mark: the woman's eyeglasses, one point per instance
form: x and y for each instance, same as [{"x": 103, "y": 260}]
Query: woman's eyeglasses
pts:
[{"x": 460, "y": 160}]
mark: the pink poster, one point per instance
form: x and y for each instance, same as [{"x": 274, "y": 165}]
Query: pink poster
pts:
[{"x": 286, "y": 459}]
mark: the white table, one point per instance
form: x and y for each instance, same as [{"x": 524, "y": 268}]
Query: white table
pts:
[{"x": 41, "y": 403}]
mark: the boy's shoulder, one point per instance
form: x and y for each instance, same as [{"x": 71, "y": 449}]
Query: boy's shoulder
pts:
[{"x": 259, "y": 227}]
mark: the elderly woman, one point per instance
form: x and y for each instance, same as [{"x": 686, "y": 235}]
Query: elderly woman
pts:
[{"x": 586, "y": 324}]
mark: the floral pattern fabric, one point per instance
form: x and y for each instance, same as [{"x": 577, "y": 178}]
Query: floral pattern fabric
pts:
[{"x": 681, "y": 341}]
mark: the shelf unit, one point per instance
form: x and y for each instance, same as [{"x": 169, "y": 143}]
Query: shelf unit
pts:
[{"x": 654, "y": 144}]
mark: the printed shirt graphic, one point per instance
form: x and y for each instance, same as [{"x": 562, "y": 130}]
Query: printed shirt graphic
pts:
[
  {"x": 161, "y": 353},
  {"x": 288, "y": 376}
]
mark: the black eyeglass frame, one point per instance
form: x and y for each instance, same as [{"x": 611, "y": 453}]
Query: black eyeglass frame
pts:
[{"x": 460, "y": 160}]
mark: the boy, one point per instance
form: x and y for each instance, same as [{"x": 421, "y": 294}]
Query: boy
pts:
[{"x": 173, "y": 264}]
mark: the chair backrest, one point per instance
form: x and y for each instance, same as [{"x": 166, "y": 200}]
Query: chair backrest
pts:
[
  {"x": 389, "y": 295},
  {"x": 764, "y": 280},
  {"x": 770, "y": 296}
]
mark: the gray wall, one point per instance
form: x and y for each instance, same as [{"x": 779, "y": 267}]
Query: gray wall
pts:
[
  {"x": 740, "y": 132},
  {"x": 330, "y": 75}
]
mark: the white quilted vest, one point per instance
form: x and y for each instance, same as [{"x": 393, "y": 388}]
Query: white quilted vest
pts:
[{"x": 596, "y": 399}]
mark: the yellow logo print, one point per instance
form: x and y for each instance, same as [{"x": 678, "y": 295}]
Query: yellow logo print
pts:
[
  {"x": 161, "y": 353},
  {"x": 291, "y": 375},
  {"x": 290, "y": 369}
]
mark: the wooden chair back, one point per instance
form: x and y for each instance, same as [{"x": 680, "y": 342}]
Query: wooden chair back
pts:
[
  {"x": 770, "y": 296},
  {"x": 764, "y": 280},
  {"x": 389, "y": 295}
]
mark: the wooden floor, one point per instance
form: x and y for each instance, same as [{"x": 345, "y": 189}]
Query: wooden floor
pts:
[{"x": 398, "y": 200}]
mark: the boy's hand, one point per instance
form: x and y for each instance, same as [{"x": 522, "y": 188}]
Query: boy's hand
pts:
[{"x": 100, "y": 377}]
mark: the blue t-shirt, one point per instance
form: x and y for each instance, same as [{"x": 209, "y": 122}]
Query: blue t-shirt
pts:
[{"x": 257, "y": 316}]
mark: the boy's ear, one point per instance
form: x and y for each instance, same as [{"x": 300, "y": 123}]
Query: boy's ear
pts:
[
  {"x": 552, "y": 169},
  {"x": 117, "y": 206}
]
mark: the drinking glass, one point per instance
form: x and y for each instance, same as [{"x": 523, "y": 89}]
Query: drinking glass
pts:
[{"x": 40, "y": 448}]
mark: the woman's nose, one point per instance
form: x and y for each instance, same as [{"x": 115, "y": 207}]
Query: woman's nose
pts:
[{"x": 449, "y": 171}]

### Task directions
Retype the whole listing, matching it exactly.

### The completed task
mark: the woman's eyeglasses, one point per instance
form: x and y for each instance, same as [{"x": 103, "y": 260}]
Query: woman's eyeglasses
pts:
[{"x": 460, "y": 160}]
mark: the pink poster, one point per instance
form: x and y for each instance, same as [{"x": 274, "y": 165}]
Query: pink poster
pts:
[{"x": 286, "y": 459}]
mark: the white table, one point per instance
form: x and y for each instance, same as [{"x": 524, "y": 268}]
Query: white table
pts:
[{"x": 41, "y": 403}]
mark: the boy's shoulder, one point per instance
form: x and y for each instance, same as [{"x": 71, "y": 449}]
Query: boy's shoulder
pts:
[{"x": 259, "y": 227}]
mark: the elderly woman, one point per instance
form: x and y for each instance, same as [{"x": 686, "y": 235}]
Query: elderly woman
pts:
[{"x": 586, "y": 324}]
mark: the floral pattern fabric, one point per instance
form: x and y for each instance, same as [{"x": 577, "y": 178}]
Query: floral pattern fabric
pts:
[{"x": 681, "y": 341}]
mark: the shelf unit, one point per instance
form: x and y for each instance, same as [{"x": 169, "y": 143}]
Query: shelf unit
pts:
[{"x": 654, "y": 144}]
mark: the printed shirt graphic, one point per instance
form: x and y for each instance, same as [{"x": 562, "y": 130}]
Query: printed shirt graphic
pts:
[
  {"x": 161, "y": 353},
  {"x": 288, "y": 376}
]
mark: the black eyeglass frame, one point per instance
form: x and y for each instance, same as [{"x": 611, "y": 453}]
Query: black eyeglass frame
pts:
[{"x": 460, "y": 160}]
mark: the boy, one point per instance
form: x and y for each instance, same as [{"x": 421, "y": 294}]
Query: boy
pts:
[{"x": 173, "y": 264}]
mark: the chair backrest, one point per instance
form: x and y for each instance, same as [{"x": 166, "y": 200}]
Query: chair backrest
pts:
[
  {"x": 389, "y": 295},
  {"x": 764, "y": 280},
  {"x": 770, "y": 296}
]
mark: the gray wall, one point per instance
form: x and y for each instance, same as [{"x": 779, "y": 267}]
Query: gray wall
pts:
[
  {"x": 740, "y": 132},
  {"x": 330, "y": 75}
]
mark: the white quilted vest, one point per instance
form: x and y for each instance, same as [{"x": 393, "y": 388}]
Query: white quilted vest
pts:
[{"x": 596, "y": 399}]
mark: the yellow logo print, one point per instance
form: x and y for each instance, same as [{"x": 678, "y": 295}]
Query: yellow logo print
pts:
[
  {"x": 161, "y": 353},
  {"x": 291, "y": 375},
  {"x": 290, "y": 369}
]
mark: the wooden chair back, one point per instance
form: x and y for each instance, same as [{"x": 680, "y": 342}]
Query: wooden chair back
pts:
[
  {"x": 770, "y": 296},
  {"x": 764, "y": 280},
  {"x": 389, "y": 295}
]
mark: the wooden floor, one point per instance
form: x and y for each instance, same as [{"x": 345, "y": 189}]
Query: wooden floor
pts:
[{"x": 398, "y": 200}]
mark: the boy's hand, one point per instance
form: x and y for each instance, same as [{"x": 522, "y": 188}]
Query: boy's hand
pts:
[{"x": 100, "y": 377}]
mark: the blue t-shirt, one point per instance
form: x and y for each instance, same as [{"x": 209, "y": 122}]
Query: blue t-shirt
pts:
[{"x": 257, "y": 316}]
mark: the boy's ear, one point per instance
form: x and y for each instance, same as [{"x": 300, "y": 123}]
Query: boy's ear
pts:
[
  {"x": 552, "y": 169},
  {"x": 117, "y": 206}
]
mark: the drinking glass, one point per instance
form: x and y for each instance, same as [{"x": 523, "y": 89}]
Query: drinking glass
pts:
[{"x": 40, "y": 448}]
mark: the woman's nose, one point per instance
form: x and y for each instance, same as [{"x": 115, "y": 207}]
Query: woman's nose
pts:
[{"x": 449, "y": 171}]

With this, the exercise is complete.